## What you will do
Copy out each line in the material below that has the word "floor".

## Data extract
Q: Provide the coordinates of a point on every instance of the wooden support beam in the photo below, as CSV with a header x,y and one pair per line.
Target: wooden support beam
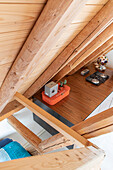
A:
x,y
48,28
10,109
99,124
104,49
104,52
52,121
102,19
25,132
94,48
81,158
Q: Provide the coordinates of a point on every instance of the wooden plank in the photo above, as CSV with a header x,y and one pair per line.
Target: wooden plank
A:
x,y
81,158
38,43
93,28
92,127
93,56
52,121
10,109
99,132
90,52
25,132
22,1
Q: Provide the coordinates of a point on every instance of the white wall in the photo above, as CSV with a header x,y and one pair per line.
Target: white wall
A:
x,y
110,59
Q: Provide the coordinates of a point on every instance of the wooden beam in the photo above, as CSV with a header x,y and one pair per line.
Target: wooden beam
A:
x,y
52,121
25,132
10,109
88,52
69,68
47,30
99,124
90,32
93,56
81,158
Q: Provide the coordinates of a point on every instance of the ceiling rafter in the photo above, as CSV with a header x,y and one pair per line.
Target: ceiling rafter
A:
x,y
102,20
53,18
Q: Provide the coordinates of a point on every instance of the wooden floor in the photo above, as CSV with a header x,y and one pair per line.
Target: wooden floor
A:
x,y
84,97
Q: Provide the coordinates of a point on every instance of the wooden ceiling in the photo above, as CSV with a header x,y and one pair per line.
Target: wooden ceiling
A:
x,y
17,19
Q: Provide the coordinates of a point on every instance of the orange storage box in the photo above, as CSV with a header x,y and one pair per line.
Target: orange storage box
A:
x,y
62,93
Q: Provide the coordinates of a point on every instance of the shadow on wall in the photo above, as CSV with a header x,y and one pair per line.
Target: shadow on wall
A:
x,y
110,59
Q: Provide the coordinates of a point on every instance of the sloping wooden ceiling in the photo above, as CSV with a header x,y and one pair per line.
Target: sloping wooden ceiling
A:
x,y
17,19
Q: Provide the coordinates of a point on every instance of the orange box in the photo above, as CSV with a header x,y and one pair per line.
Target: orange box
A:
x,y
62,93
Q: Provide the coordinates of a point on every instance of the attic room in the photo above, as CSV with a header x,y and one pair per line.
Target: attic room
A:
x,y
56,84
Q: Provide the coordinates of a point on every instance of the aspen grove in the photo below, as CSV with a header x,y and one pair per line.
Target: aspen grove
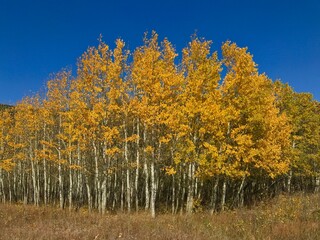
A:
x,y
151,131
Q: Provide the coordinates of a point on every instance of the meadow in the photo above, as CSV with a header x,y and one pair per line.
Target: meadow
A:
x,y
284,217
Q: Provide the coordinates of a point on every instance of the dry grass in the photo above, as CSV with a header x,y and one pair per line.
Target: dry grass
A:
x,y
286,217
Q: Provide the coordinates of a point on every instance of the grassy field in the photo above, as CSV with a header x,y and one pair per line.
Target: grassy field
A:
x,y
285,217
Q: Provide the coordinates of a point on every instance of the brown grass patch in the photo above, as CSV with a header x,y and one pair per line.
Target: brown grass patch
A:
x,y
286,217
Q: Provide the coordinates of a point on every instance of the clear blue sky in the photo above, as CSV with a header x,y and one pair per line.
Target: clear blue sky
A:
x,y
38,38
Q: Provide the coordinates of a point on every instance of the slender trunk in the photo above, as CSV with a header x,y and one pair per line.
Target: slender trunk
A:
x,y
224,191
70,180
214,195
137,168
128,189
96,177
146,173
190,197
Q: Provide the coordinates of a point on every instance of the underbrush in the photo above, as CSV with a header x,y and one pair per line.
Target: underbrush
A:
x,y
285,217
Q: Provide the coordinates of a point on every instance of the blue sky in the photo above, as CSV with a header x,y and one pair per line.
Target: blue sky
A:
x,y
38,38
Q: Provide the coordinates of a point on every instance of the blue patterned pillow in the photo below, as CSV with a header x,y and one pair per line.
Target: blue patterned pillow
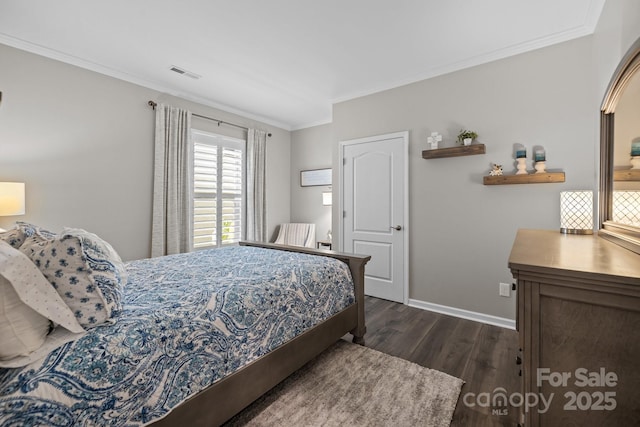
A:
x,y
85,270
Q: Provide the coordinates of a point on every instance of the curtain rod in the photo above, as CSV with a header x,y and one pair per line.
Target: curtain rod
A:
x,y
220,122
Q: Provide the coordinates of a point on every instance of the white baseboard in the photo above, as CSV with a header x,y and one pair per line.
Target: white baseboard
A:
x,y
464,314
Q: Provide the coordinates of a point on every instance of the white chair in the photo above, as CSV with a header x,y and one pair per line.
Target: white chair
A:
x,y
297,234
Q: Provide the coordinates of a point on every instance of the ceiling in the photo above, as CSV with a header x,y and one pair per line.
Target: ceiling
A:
x,y
285,62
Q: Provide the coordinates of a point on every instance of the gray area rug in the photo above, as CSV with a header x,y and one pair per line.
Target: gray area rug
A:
x,y
351,385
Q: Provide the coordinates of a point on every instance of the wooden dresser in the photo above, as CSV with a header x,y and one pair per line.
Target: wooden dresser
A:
x,y
578,320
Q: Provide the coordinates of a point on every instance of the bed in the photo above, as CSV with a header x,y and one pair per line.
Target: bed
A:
x,y
111,375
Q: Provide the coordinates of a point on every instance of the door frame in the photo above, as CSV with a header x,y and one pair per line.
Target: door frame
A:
x,y
405,141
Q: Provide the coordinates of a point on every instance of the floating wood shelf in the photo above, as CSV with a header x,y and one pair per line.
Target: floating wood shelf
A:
x,y
532,178
461,150
626,175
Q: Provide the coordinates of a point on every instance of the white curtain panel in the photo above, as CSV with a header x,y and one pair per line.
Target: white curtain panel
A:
x,y
256,185
172,229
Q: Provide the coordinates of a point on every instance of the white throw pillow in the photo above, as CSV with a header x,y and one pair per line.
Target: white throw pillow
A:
x,y
85,271
22,329
28,305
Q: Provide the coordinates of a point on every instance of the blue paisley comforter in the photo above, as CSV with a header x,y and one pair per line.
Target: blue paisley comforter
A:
x,y
188,320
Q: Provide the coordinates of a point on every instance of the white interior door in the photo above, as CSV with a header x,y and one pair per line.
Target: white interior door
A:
x,y
374,205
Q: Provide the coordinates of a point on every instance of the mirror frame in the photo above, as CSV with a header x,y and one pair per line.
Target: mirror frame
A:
x,y
623,235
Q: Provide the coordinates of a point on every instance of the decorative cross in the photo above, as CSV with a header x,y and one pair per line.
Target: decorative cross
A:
x,y
434,139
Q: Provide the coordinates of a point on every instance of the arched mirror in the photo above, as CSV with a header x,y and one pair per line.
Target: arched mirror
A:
x,y
620,154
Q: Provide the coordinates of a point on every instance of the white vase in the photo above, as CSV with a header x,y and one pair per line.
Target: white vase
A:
x,y
540,167
522,166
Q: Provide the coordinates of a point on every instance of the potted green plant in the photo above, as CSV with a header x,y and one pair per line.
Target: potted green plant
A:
x,y
466,136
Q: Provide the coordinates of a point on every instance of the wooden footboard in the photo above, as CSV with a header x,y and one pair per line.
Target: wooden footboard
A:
x,y
216,404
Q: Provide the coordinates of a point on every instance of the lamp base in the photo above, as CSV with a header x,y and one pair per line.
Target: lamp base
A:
x,y
575,231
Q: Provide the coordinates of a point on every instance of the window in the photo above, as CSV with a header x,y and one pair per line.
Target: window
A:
x,y
218,190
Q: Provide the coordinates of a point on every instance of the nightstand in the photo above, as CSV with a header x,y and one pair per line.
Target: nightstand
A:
x,y
323,244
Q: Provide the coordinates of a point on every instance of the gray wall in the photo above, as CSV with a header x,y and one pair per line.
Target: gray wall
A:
x,y
311,148
83,144
462,231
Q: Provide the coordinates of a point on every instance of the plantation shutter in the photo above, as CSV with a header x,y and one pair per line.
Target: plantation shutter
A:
x,y
218,188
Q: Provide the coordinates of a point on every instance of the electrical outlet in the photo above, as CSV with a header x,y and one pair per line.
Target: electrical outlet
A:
x,y
505,289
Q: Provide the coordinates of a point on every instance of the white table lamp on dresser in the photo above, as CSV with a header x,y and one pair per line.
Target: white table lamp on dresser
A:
x,y
11,199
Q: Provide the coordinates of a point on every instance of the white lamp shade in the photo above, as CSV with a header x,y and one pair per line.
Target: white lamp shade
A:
x,y
11,198
326,198
576,212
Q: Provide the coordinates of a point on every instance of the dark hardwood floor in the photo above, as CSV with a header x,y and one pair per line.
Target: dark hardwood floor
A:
x,y
481,355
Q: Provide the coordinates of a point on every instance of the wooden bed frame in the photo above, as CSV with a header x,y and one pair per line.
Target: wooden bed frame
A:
x,y
224,399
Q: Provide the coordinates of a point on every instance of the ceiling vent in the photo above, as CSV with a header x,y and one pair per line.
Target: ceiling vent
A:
x,y
184,72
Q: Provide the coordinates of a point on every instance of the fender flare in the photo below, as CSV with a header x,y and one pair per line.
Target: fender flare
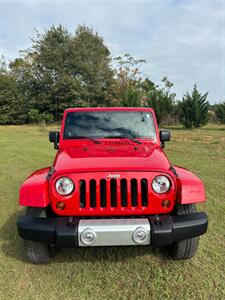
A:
x,y
190,189
34,190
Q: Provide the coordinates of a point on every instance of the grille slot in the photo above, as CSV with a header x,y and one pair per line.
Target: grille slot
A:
x,y
134,192
93,193
114,193
103,193
144,192
82,193
123,192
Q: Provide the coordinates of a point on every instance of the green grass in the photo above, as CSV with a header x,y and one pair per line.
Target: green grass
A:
x,y
113,273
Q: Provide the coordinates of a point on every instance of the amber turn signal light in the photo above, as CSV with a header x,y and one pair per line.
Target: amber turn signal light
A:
x,y
60,205
166,203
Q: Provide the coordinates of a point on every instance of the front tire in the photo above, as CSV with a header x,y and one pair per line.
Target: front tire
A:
x,y
36,252
184,249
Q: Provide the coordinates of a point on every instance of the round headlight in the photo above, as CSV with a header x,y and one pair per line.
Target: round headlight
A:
x,y
161,184
64,186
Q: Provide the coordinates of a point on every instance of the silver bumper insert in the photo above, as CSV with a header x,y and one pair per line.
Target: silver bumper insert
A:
x,y
113,232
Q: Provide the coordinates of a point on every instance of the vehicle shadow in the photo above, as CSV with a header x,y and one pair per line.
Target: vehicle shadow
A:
x,y
12,246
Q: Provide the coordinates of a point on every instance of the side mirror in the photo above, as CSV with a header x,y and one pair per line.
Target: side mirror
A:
x,y
54,138
164,137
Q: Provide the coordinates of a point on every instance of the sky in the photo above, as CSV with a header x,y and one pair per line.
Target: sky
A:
x,y
181,39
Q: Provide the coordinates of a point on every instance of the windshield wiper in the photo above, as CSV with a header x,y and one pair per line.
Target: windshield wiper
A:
x,y
122,137
86,137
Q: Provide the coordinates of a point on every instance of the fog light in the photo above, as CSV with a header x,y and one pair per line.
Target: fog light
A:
x,y
140,235
166,203
60,205
88,237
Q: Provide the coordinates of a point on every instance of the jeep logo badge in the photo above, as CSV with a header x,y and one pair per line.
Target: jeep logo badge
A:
x,y
113,176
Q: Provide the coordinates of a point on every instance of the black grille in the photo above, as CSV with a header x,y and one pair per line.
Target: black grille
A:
x,y
120,192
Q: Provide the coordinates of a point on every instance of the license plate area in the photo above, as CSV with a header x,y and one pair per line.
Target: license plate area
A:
x,y
113,232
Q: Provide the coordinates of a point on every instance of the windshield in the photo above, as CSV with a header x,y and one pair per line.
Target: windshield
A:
x,y
103,124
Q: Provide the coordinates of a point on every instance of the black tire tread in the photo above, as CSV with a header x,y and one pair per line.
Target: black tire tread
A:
x,y
184,249
36,252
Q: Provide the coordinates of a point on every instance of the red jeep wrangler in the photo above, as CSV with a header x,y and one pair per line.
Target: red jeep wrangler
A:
x,y
111,184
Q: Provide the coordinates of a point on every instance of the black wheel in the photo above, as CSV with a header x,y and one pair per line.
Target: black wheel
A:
x,y
184,249
36,252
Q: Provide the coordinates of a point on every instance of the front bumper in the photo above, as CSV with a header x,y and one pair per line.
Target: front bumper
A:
x,y
150,230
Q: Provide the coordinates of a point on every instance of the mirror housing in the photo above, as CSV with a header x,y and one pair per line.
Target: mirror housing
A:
x,y
164,137
54,138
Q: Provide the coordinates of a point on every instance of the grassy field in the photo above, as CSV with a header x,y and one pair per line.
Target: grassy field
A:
x,y
113,273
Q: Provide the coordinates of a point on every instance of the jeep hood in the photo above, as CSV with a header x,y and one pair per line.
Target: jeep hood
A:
x,y
102,157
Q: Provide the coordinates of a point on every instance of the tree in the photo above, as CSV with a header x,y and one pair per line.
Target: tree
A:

## Task response
Q: Provide the coordinates of a point on every instance of the wooden floor in the photo above, as CSV with a header x,y and one pair per line.
Target: wooden floor
Q: Provide the coordinates of a point on every instance of the dark hardwood floor in the photo above, as CSV with a header x,y and one pair per line.
Target: dark hardwood floor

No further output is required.